• _Problem to solve_
Collect every line below that contains the word "water", and copy each one unchanged.

• _Given data_
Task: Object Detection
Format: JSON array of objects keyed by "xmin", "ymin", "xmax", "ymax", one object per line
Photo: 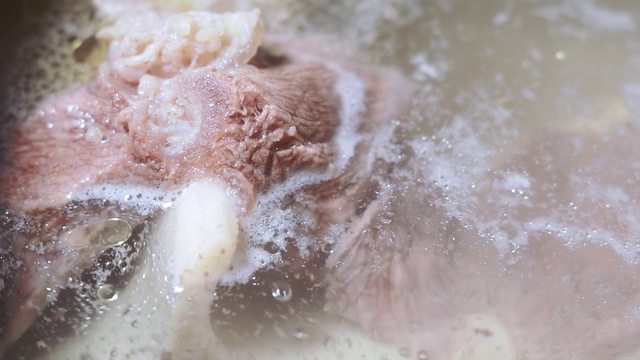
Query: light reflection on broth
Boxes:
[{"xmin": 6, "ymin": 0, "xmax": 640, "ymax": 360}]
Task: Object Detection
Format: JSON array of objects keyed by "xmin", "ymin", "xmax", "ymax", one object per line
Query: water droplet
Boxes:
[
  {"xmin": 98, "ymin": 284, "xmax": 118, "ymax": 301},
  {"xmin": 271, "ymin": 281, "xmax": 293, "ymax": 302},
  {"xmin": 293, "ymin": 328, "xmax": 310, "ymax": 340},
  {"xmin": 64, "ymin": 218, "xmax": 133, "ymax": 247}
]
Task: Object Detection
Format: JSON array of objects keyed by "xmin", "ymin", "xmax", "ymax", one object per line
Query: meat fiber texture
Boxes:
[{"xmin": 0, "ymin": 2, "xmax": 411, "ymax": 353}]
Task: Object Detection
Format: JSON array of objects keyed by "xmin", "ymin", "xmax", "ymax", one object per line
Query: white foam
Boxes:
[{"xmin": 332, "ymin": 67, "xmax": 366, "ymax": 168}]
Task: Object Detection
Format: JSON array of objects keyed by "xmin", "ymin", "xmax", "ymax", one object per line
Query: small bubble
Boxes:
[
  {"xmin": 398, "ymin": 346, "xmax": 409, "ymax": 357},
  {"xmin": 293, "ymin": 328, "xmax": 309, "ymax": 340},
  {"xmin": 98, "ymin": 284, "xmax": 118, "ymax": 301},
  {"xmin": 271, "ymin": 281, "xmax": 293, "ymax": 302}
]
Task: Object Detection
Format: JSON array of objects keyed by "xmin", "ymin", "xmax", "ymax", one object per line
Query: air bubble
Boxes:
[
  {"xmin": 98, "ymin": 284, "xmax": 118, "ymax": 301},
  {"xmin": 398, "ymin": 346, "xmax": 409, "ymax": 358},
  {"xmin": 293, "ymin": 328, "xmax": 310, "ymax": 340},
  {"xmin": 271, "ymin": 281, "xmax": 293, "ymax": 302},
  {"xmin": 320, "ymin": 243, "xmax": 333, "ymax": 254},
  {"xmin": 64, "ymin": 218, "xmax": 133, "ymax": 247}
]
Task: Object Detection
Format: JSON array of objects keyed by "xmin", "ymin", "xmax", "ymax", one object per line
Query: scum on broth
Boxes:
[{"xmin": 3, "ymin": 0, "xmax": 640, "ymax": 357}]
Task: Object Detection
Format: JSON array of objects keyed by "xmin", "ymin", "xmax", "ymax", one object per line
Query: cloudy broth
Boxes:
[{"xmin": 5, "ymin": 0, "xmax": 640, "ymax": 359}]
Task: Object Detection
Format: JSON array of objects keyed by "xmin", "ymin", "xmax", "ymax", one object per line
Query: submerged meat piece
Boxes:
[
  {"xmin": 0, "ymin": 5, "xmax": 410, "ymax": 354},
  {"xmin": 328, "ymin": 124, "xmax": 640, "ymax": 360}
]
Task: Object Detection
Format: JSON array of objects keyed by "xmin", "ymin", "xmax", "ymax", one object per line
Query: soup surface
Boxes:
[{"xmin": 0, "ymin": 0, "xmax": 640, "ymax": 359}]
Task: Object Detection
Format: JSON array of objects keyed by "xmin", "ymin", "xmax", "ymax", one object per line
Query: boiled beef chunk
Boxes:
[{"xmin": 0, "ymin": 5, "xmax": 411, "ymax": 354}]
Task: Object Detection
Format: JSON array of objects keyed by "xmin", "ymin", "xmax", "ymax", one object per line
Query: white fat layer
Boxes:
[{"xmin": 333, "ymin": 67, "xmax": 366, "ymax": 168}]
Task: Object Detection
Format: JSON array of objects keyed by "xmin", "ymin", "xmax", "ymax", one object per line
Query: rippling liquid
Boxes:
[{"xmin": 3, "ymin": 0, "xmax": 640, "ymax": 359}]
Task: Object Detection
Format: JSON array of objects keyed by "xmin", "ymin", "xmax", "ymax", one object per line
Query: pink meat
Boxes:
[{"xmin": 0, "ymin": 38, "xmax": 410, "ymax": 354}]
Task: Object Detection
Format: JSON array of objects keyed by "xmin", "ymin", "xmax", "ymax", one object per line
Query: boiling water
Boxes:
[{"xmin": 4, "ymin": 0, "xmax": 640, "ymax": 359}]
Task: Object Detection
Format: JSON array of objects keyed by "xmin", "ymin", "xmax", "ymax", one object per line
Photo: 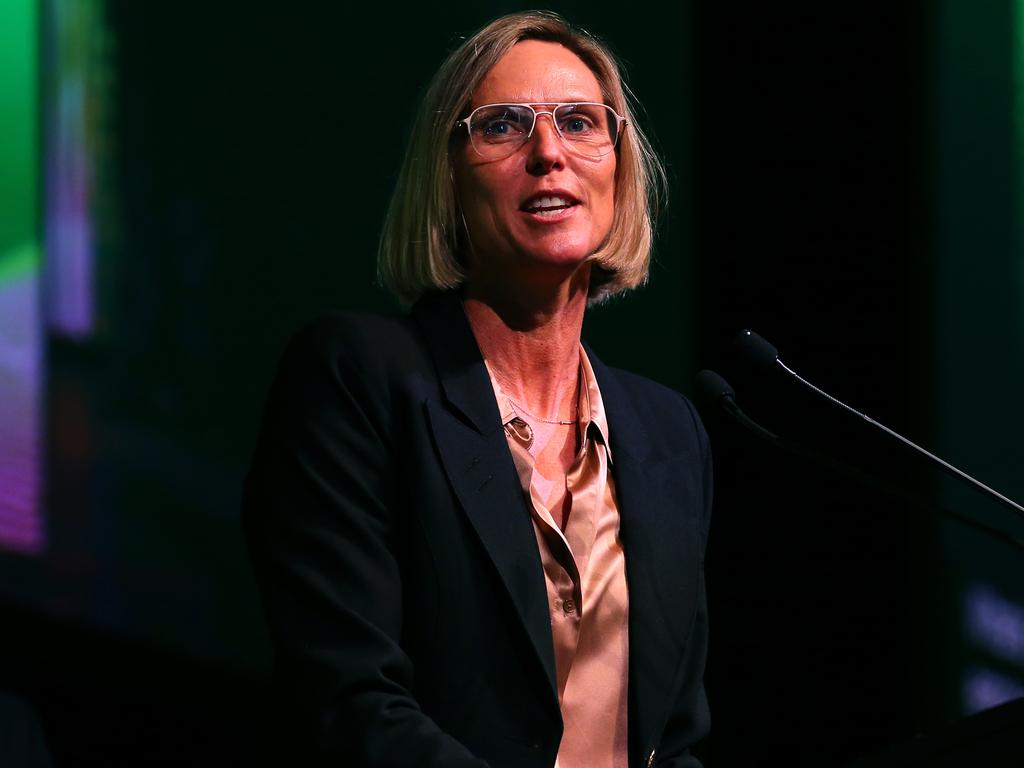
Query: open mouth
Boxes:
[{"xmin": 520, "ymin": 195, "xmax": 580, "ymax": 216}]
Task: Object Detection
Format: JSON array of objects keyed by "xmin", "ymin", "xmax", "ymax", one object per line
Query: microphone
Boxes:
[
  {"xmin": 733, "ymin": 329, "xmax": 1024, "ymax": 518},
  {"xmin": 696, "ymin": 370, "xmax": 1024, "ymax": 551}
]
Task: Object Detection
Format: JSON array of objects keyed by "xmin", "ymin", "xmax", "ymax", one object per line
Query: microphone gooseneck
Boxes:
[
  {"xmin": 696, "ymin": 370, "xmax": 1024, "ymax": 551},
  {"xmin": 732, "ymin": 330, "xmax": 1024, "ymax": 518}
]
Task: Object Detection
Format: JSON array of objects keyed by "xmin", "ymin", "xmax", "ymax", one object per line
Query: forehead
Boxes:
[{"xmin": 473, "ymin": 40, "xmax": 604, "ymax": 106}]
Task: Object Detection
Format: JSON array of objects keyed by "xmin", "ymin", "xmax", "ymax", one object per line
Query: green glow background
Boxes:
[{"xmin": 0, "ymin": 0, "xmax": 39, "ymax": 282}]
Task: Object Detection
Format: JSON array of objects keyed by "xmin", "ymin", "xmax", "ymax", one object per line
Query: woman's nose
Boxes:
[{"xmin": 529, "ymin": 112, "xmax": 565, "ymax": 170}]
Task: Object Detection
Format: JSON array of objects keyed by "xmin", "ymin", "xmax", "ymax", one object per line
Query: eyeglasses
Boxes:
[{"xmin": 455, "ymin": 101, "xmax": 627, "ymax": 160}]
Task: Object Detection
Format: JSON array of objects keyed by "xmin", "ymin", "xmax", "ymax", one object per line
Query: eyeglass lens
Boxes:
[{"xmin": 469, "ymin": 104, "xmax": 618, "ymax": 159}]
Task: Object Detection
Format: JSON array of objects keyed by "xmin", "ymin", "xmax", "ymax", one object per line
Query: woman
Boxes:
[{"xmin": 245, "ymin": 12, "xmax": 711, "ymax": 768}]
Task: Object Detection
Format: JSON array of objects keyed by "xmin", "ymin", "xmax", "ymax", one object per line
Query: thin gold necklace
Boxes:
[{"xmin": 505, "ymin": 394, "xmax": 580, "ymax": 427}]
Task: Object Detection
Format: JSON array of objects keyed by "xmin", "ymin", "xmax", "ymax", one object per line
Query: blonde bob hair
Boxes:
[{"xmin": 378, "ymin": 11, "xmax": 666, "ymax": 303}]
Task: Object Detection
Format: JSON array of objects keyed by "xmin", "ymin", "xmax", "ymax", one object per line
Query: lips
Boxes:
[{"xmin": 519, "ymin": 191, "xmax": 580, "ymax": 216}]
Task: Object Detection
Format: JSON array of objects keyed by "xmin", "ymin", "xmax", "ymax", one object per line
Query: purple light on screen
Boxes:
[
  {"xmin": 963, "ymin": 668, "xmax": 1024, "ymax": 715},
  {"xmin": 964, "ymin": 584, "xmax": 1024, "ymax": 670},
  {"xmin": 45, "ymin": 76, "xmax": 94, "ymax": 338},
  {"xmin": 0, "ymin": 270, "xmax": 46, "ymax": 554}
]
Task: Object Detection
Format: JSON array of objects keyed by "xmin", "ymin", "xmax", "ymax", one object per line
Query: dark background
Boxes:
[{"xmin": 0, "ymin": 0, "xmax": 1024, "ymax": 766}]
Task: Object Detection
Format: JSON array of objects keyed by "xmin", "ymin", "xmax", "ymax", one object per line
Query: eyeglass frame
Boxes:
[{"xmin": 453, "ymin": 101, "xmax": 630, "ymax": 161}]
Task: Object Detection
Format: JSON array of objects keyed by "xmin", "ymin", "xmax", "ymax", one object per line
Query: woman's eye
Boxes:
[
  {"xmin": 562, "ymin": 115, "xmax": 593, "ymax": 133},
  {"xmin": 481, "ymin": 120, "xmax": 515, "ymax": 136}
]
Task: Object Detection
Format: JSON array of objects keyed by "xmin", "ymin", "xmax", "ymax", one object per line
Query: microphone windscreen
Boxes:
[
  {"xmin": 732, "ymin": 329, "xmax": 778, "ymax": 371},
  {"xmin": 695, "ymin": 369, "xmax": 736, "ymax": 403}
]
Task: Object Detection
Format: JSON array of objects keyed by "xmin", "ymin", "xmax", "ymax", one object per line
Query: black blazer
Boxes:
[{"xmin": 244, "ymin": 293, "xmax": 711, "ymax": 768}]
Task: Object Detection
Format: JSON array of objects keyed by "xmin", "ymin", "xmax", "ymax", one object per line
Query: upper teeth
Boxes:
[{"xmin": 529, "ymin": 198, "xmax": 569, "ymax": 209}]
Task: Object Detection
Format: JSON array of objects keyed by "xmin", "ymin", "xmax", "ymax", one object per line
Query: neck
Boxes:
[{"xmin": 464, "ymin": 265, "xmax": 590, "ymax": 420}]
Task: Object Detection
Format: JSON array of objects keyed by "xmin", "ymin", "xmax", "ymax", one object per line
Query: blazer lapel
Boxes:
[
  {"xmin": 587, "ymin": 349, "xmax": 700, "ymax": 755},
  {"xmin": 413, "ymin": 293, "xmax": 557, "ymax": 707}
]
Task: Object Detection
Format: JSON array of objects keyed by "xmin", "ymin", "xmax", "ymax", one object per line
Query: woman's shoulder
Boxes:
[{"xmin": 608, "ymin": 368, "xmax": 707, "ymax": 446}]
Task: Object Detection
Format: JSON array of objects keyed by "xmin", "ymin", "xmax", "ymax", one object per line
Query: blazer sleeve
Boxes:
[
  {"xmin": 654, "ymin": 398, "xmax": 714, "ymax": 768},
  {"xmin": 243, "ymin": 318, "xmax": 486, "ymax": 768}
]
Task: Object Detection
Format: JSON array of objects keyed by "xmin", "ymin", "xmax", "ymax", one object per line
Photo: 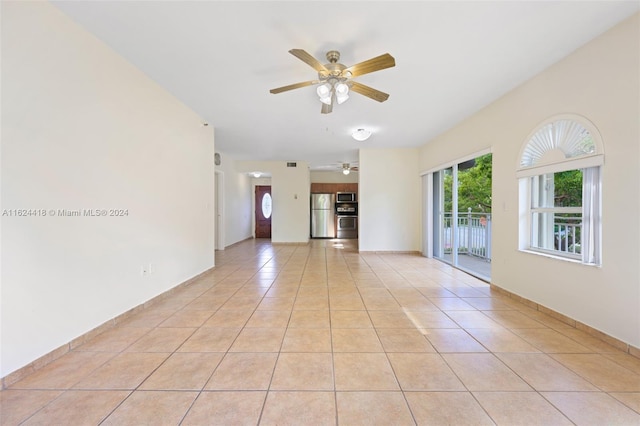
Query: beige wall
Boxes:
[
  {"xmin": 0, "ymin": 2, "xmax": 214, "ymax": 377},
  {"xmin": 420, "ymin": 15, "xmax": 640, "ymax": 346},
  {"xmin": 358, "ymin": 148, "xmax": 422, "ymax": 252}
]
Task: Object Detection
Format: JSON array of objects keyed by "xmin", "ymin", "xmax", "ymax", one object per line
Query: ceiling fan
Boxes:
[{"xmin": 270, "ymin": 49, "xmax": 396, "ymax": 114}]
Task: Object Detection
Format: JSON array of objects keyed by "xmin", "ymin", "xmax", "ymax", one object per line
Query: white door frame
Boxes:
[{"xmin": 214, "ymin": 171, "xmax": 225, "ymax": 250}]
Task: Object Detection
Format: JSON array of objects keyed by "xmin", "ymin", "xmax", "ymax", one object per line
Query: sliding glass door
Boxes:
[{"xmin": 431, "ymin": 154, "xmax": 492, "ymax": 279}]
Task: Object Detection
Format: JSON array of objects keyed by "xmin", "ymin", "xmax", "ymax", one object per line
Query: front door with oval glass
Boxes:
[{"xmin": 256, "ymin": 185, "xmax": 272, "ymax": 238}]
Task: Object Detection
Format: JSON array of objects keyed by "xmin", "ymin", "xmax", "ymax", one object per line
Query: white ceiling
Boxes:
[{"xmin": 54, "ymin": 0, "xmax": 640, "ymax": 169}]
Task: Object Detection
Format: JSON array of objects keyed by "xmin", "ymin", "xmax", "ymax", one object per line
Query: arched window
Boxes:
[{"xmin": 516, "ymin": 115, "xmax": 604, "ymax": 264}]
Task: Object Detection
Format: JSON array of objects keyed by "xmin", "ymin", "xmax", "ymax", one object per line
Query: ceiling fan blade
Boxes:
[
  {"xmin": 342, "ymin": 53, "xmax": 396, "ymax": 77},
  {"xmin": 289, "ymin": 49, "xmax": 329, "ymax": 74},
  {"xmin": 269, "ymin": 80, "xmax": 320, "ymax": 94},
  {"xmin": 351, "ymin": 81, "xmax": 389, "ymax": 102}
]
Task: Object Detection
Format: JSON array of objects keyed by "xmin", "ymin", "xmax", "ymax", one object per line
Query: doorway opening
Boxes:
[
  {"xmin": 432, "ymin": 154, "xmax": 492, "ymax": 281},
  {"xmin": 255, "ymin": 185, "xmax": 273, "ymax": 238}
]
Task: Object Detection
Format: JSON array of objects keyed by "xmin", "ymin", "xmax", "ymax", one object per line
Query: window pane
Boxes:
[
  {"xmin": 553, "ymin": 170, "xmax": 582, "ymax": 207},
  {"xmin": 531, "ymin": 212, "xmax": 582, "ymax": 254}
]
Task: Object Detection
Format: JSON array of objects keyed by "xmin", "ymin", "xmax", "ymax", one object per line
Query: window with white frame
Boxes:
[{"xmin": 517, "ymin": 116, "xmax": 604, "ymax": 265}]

• _Output for this task_
Query: water droplet
Query: boiling water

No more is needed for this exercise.